Instructions for the task:
Write out only the lines running from the one that contains "drawmask --target calm" to the end of the material, both ends included.

* * *

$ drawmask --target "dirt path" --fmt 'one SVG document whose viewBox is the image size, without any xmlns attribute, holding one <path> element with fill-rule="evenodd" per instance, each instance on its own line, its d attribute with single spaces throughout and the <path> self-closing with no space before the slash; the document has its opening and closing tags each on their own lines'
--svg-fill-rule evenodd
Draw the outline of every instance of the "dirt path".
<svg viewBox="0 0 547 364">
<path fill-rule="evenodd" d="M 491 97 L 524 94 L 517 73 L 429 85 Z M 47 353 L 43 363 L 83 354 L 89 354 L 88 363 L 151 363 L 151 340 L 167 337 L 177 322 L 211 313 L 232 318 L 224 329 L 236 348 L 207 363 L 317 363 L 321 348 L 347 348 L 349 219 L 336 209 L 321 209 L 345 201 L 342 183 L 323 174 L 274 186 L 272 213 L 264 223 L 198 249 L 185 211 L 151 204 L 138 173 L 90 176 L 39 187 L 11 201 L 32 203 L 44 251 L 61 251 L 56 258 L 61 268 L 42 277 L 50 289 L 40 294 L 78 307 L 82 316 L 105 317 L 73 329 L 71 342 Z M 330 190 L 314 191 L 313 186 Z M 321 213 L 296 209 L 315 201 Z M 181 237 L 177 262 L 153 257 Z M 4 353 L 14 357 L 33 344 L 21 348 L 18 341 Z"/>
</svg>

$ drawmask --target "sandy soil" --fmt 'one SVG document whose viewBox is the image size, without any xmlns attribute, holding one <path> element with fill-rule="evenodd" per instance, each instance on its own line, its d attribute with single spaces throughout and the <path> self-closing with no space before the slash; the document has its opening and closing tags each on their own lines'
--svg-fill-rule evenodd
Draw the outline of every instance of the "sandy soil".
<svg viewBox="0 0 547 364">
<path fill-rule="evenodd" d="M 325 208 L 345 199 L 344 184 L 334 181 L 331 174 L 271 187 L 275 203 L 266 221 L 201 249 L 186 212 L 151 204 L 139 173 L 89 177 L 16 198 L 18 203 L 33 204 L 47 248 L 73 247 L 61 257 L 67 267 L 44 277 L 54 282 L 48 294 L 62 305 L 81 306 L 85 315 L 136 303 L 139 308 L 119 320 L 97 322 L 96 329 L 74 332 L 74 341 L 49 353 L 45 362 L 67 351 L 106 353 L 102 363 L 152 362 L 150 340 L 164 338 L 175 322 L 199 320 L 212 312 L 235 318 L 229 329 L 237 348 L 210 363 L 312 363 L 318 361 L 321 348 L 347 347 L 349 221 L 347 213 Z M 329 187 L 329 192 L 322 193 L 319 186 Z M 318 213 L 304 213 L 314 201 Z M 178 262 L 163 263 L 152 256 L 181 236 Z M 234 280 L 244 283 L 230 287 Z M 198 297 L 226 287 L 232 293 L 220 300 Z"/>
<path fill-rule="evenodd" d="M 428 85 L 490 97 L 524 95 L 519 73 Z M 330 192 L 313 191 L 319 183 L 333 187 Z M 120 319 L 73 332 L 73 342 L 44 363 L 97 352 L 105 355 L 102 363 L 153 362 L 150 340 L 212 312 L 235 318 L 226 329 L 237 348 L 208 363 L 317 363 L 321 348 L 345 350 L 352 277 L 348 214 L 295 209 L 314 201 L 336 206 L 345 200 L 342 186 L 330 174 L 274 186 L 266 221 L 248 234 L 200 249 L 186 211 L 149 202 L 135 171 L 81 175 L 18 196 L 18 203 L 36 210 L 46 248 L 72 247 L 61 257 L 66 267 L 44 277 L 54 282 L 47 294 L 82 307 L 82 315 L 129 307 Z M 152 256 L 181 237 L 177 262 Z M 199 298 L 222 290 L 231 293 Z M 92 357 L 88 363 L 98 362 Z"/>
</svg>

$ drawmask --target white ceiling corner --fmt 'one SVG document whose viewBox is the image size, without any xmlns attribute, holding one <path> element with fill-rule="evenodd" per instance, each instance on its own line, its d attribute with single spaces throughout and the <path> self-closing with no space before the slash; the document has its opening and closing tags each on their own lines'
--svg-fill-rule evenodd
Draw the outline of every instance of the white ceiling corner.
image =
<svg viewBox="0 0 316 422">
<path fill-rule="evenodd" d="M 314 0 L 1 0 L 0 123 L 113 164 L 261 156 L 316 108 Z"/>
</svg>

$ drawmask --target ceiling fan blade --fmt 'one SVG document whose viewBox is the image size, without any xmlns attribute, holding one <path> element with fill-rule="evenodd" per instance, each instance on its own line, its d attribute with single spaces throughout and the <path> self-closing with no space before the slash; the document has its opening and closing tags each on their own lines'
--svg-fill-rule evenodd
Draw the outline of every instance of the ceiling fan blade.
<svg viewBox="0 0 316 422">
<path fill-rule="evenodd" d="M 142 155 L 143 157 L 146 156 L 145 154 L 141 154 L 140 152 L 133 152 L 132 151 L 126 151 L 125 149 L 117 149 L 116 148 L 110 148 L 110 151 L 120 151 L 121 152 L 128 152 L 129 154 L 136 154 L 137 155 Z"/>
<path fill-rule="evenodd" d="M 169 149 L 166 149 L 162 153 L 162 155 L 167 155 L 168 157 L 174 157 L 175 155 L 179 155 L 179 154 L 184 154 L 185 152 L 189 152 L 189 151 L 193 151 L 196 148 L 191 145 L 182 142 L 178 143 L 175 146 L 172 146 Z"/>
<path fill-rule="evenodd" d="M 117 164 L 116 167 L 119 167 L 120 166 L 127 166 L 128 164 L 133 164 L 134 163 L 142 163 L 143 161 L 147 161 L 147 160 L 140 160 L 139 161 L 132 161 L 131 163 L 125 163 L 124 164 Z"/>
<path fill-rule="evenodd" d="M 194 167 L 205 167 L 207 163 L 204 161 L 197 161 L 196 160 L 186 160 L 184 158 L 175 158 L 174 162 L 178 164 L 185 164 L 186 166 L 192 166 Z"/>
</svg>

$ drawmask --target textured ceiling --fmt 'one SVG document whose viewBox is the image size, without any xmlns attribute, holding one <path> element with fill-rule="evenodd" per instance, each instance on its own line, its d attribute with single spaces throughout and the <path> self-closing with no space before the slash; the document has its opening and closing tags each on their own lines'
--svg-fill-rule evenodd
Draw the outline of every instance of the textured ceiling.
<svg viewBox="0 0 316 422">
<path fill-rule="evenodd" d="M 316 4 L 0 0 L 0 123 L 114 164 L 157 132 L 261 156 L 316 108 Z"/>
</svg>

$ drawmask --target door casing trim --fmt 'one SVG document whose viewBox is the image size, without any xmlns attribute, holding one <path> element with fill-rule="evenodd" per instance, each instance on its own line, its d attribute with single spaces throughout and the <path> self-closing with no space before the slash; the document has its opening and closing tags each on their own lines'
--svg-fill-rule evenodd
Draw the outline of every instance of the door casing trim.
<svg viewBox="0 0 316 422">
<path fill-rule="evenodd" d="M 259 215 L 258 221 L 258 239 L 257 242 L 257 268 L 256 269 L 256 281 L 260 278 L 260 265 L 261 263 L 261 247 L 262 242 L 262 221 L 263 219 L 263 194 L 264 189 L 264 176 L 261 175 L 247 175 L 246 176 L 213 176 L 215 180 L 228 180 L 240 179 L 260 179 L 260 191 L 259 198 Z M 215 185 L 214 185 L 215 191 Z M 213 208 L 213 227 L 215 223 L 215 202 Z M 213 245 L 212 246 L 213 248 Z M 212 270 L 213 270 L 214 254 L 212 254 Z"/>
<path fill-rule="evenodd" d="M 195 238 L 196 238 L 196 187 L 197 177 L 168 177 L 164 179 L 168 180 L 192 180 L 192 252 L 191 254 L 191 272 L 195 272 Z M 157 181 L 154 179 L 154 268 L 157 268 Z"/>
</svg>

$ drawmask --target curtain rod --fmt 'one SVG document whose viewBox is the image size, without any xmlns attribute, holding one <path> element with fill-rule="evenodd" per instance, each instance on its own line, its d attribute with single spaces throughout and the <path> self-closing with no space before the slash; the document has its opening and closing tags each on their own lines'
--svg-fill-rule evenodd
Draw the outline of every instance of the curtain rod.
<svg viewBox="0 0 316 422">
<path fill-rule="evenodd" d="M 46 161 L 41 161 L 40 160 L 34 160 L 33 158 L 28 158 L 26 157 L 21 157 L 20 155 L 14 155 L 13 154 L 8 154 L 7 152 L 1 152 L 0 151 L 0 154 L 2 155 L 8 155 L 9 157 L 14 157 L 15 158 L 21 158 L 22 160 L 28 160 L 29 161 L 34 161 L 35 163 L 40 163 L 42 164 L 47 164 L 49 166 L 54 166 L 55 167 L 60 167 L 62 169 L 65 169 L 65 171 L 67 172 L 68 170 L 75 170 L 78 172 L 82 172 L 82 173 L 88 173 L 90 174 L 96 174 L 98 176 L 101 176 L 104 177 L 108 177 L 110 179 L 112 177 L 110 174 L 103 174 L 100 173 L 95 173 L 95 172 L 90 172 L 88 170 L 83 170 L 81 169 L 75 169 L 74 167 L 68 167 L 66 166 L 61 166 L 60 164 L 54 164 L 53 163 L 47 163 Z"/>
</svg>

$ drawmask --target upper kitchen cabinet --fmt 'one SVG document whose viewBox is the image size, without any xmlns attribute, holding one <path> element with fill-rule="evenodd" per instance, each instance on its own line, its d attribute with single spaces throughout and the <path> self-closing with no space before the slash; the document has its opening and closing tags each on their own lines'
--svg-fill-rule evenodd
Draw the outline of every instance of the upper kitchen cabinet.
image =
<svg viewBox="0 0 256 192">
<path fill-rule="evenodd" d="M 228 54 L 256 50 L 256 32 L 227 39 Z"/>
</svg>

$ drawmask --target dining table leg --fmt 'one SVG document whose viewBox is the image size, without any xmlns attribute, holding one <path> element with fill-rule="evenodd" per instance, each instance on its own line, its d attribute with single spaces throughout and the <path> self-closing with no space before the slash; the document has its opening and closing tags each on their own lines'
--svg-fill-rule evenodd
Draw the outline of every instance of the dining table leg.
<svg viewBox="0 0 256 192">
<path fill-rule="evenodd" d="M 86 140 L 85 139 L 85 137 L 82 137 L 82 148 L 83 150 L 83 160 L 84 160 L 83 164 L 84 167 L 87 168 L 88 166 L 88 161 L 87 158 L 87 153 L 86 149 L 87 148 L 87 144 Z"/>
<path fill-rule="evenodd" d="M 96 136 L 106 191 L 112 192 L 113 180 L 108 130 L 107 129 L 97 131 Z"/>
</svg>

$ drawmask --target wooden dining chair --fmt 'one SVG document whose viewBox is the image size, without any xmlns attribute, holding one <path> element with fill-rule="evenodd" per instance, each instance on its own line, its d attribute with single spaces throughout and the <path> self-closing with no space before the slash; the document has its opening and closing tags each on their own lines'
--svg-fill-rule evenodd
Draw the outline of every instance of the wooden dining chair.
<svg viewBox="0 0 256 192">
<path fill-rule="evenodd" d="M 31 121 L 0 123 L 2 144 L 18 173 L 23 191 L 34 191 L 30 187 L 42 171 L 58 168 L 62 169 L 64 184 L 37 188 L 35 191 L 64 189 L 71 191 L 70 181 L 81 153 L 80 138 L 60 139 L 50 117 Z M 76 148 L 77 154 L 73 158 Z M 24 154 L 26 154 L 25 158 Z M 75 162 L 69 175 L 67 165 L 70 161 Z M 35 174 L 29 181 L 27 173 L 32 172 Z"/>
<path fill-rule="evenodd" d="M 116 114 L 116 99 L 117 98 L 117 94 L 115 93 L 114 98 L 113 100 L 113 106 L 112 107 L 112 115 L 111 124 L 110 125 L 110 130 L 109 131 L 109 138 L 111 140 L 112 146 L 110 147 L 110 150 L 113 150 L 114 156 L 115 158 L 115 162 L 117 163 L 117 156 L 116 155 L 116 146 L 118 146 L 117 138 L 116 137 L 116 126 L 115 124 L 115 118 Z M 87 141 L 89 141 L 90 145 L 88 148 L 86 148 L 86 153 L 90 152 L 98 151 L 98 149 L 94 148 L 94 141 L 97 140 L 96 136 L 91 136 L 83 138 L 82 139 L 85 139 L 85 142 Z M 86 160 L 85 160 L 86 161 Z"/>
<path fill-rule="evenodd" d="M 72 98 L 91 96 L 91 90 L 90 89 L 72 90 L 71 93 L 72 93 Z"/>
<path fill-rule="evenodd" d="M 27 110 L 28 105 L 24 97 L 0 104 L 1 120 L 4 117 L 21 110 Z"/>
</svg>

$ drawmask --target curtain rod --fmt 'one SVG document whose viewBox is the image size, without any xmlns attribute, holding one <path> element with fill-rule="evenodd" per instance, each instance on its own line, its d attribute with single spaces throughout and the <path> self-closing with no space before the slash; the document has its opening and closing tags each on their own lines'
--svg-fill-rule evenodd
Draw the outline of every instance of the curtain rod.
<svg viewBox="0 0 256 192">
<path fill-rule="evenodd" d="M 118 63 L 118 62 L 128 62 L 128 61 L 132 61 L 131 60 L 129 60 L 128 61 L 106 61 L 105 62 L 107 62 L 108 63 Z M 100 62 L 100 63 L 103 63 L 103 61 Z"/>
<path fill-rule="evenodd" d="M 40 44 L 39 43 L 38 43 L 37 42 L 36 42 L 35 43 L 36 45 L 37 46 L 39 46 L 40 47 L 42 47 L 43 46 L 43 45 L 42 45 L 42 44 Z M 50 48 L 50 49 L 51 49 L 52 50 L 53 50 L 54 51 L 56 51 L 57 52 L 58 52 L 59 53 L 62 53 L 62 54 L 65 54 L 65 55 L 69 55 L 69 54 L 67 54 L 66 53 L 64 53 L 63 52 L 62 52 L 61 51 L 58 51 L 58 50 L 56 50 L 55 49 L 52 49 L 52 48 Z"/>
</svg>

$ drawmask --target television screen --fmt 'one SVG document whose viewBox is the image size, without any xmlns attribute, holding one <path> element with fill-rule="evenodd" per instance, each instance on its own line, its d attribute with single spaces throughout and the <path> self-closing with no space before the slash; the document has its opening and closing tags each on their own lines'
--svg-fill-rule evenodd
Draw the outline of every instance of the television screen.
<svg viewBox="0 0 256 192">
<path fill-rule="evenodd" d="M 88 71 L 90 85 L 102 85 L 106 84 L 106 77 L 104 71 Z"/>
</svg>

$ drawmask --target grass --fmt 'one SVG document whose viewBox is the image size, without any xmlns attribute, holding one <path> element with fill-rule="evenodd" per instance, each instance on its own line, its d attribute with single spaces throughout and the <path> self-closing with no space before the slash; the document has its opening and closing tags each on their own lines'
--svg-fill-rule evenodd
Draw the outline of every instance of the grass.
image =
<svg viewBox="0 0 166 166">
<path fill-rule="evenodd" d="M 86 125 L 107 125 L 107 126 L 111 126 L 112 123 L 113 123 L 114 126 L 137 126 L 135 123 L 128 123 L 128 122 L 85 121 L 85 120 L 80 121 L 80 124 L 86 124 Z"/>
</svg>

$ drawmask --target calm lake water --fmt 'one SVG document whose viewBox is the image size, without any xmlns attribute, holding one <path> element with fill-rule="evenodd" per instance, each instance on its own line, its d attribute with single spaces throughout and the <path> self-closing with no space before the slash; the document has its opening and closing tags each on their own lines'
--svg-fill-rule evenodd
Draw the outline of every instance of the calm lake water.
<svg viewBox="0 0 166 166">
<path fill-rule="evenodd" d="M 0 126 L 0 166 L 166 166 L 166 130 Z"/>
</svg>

* * *

Result of the task:
$ drawmask --target calm lake water --fmt 'one SVG document whose viewBox is the image size, without any xmlns attribute, holding one <path> element with fill-rule="evenodd" per instance, each instance on its own line, its d attribute with single spaces throughout and the <path> self-closing with no space before the slash; the document has its opening and closing tags each on their own lines'
--svg-fill-rule evenodd
Draw the outline of every instance of the calm lake water.
<svg viewBox="0 0 166 166">
<path fill-rule="evenodd" d="M 0 126 L 0 166 L 166 166 L 166 130 Z"/>
</svg>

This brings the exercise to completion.